INFORMATION PROVIDED:
──────────

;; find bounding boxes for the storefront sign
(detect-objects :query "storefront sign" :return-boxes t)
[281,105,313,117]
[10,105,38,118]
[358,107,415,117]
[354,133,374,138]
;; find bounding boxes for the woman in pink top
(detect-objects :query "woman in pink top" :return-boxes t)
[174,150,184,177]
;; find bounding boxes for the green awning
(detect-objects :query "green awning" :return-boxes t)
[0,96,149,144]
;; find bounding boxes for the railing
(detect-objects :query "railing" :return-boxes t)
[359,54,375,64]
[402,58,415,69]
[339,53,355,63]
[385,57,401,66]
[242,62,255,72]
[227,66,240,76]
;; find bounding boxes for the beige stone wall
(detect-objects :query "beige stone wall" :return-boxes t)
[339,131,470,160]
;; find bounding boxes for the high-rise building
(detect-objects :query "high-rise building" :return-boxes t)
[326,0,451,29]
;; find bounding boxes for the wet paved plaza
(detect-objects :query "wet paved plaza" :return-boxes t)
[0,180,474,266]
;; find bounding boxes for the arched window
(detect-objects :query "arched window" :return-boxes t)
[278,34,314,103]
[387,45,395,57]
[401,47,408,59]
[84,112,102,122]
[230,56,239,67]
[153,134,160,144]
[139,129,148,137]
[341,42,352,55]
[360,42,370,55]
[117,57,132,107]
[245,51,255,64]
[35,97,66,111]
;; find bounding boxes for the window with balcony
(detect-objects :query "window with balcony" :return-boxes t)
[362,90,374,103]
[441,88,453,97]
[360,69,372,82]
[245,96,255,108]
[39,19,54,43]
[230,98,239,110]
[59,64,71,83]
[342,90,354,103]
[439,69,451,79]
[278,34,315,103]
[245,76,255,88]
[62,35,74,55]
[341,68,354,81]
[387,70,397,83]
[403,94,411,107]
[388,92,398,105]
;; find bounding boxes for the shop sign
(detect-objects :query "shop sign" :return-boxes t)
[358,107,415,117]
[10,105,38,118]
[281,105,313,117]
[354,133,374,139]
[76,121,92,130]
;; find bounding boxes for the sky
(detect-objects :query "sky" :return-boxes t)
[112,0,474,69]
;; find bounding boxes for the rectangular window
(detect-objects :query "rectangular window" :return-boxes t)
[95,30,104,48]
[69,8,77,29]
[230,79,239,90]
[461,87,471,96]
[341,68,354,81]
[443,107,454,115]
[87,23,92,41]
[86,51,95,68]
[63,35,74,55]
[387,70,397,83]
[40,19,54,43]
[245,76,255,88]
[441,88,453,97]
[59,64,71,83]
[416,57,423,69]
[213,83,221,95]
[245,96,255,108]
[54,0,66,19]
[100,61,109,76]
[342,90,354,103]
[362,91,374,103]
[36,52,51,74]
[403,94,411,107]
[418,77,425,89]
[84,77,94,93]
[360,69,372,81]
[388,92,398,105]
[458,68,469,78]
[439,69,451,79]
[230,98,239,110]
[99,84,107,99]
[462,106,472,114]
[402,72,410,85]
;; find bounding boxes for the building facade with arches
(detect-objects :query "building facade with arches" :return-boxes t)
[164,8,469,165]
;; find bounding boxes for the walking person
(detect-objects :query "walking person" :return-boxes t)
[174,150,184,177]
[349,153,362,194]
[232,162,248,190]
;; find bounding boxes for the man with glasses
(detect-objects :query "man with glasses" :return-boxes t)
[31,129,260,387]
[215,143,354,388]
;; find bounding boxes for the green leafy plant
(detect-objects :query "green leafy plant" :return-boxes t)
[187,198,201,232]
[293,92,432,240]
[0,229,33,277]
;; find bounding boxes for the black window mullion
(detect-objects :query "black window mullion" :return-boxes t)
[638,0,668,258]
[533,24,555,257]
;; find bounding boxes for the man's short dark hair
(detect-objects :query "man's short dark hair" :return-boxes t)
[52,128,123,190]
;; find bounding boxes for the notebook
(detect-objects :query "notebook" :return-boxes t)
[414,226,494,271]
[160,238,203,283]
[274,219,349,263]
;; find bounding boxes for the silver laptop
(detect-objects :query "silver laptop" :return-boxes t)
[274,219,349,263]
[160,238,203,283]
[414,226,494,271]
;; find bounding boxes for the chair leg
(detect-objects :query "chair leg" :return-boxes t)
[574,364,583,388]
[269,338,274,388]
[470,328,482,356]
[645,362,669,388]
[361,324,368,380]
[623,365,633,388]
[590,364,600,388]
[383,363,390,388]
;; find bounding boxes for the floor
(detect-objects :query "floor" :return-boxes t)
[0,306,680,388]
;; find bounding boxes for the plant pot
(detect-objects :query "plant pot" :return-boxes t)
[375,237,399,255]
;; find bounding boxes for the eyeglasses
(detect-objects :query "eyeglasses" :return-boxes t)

──────────

Can you change every "detect-objects" in the lines above to "locate-objects" and write all the lines out again, leaving everything else as it is?

;; find bounding boxes for the storefront sign
(locate-objects :query "storefront sign" :return-boxes t)
[281,105,313,117]
[10,105,38,118]
[358,107,415,117]
[354,133,374,138]
;; find bounding boxes for the woman in pink top
(locate-objects :query "woman in pink top" :return-boxes t)
[174,150,184,177]
;; find bounding boxes for the green awning
(locate-objects :query "green awning" :return-boxes t)
[0,96,149,144]
;; find bounding boxes for the railing
(locate-objects :query "railing" :return-boxes t)
[359,54,375,64]
[402,58,415,69]
[339,53,355,63]
[385,57,401,66]
[242,62,255,72]
[227,66,240,76]
;; find bounding boxes for the beige stone wall
(locate-objects :query "beige stone wall" :return-boxes t)
[339,131,470,160]
;; find bounding boxes for the high-rise building
(locate-objects :query "high-rise building" :return-boxes t)
[326,0,451,29]
;; find bounding boxes for the wet paved plaza
(locate-objects :query "wet paved plaza" :return-boxes t)
[0,180,474,266]
;; find bounding boxes for the arched window
(locate-objects :query "arched window" :return-boxes t)
[278,34,314,103]
[387,45,395,57]
[401,47,408,59]
[84,112,102,122]
[230,56,239,67]
[153,134,160,144]
[139,129,148,137]
[341,42,352,55]
[360,42,370,55]
[117,57,132,107]
[245,51,255,64]
[35,97,66,111]
;; find bounding boxes for the window with balcony
(locate-objects :query "window with balcony" :return-boxes t)
[362,90,374,103]
[441,88,453,97]
[360,69,372,82]
[245,96,255,108]
[39,19,54,43]
[230,98,239,110]
[59,64,71,83]
[342,90,354,103]
[439,69,451,79]
[278,34,315,103]
[245,76,255,88]
[62,35,74,55]
[341,68,354,81]
[387,70,397,83]
[403,94,411,107]
[388,92,398,105]
;; find bounding boxes for the shop sign
(locate-objects :query "shop sign" :return-boxes t)
[358,107,415,117]
[10,105,38,118]
[281,105,313,117]
[354,133,374,139]
[76,121,92,130]
;; find bounding boxes for the sky
(locate-objects :query "sky" :return-boxes t)
[112,0,474,69]
;; find bounding boxes for the rectangular window
(locate-objects :query "rectangular window" :return-boxes t)
[95,30,104,48]
[69,8,77,29]
[230,79,239,90]
[461,87,471,96]
[341,68,354,81]
[443,107,454,115]
[87,23,92,41]
[86,51,95,68]
[63,35,74,55]
[387,70,397,83]
[40,19,54,43]
[245,76,255,88]
[441,88,453,97]
[59,64,71,83]
[416,57,423,69]
[213,83,221,95]
[245,96,255,108]
[54,0,66,19]
[100,61,109,76]
[342,90,354,103]
[362,91,374,103]
[36,52,51,74]
[403,94,411,107]
[418,77,425,89]
[84,77,94,93]
[360,69,372,81]
[388,92,398,105]
[458,68,469,78]
[439,69,451,79]
[230,98,239,110]
[99,84,107,99]
[462,106,472,114]
[402,72,410,85]
;; find bounding boxes for the building facade with arches
(locate-objects :query "building facade with arches" :return-boxes t)
[164,8,469,165]
;; find bounding boxes for the walking person
(locate-objects :query "walking person" :return-boxes t)
[174,150,184,177]
[349,153,362,194]
[232,162,248,190]
;; find bounding boxes for the man with glasses
(locate-objects :query "man with glasses" :return-boxes t)
[31,129,260,387]
[215,143,354,388]
;; find bounding boxes for the green leafy plant
(locate-objects :query "green leafy plant" :return-boxes t)
[187,198,201,232]
[293,92,432,240]
[0,229,33,277]
;; find bounding boxes for the black window mullion
(locate-objects :query "black window mullion" :return-boxes t)
[638,0,668,258]
[533,24,555,257]
;; find bounding boxes for the man's short dark hair
(locate-objects :query "man's short dark hair" :return-boxes t)
[52,128,123,190]
;; find bounding boxes for the notebook
(locate-objects :query "notebook" :return-boxes t)
[414,226,494,271]
[160,238,203,283]
[274,219,349,263]
;; find bounding boxes for the silver laptop
(locate-objects :query "silver laptop" :return-boxes t)
[274,219,349,263]
[160,238,203,283]
[414,226,494,271]
;; find bounding boxes for the chair leg
(locate-objects :query "chair leg" :return-boxes t)
[574,364,583,388]
[269,338,274,388]
[470,328,482,356]
[645,362,669,388]
[361,324,368,380]
[623,365,633,388]
[590,364,600,388]
[383,363,390,388]
;; find bounding boxes for the floor
(locate-objects :query "floor" :return-boxes t)
[0,306,680,388]
;; find bounding boxes for the plant pot
(locate-objects :query "plant pot" :return-boxes t)
[375,237,399,255]
;; find bounding boxes for the eyeglasses
(locate-objects :query "eyeglasses" :return-boxes t)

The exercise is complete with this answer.